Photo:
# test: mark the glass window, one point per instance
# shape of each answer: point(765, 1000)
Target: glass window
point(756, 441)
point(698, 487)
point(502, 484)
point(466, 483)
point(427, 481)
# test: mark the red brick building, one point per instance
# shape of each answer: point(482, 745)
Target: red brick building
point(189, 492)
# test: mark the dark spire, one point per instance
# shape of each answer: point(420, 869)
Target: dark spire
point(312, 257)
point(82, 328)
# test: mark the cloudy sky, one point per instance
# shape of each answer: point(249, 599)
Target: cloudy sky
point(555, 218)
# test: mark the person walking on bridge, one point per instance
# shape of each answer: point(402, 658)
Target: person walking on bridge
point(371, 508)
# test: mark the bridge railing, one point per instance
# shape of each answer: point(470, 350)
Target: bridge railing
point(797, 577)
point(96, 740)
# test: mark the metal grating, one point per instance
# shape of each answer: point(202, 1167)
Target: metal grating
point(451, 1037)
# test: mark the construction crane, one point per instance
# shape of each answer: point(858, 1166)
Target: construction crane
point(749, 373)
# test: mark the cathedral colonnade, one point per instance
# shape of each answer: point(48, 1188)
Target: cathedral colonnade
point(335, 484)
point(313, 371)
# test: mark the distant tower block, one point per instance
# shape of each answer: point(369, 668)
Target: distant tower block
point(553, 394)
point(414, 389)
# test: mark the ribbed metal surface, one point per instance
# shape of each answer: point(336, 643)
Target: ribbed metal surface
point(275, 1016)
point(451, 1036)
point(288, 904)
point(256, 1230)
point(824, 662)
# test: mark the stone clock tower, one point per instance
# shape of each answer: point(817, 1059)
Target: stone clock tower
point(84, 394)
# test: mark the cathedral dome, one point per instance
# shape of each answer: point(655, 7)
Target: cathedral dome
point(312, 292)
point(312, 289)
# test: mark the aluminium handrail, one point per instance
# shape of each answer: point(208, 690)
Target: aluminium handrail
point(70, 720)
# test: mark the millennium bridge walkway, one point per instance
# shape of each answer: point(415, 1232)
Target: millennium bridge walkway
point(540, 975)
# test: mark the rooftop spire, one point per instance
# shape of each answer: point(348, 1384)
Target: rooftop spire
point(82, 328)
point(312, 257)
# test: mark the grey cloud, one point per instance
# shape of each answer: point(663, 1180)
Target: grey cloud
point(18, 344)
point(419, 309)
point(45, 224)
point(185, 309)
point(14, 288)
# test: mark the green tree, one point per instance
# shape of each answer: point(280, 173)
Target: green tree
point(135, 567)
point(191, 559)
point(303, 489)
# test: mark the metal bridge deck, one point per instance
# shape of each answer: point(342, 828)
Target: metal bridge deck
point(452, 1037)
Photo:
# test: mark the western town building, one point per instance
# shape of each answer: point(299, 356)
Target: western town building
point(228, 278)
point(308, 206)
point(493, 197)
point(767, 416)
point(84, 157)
★ ★ ★ ★ ★ ★ ★
__WHAT YOU NEED TO DO__.
Transcribe the records above exactly, but only from the line that contains "# test: mark the grey" through their final line, inclusive.

__SOLUTION FOR THIS PROBLEM__.
# test: mark the grey cloud, one point per instance
# shape of each answer: point(663, 1180)
Target: grey cloud
point(18, 344)
point(419, 309)
point(45, 224)
point(185, 309)
point(14, 288)
# test: mark the green tree, one point per instance
# shape of each answer: point(280, 173)
Target: green tree
point(135, 567)
point(191, 559)
point(303, 489)
# test: mark the metal bridge deck, one point per instance
# shape of each answer: point(342, 828)
Target: metal bridge deck
point(452, 1037)
Photo:
# test: mark the western town building, one point per instance
# shape of each answer: point(299, 356)
Target: western town building
point(228, 278)
point(308, 206)
point(493, 197)
point(767, 416)
point(84, 157)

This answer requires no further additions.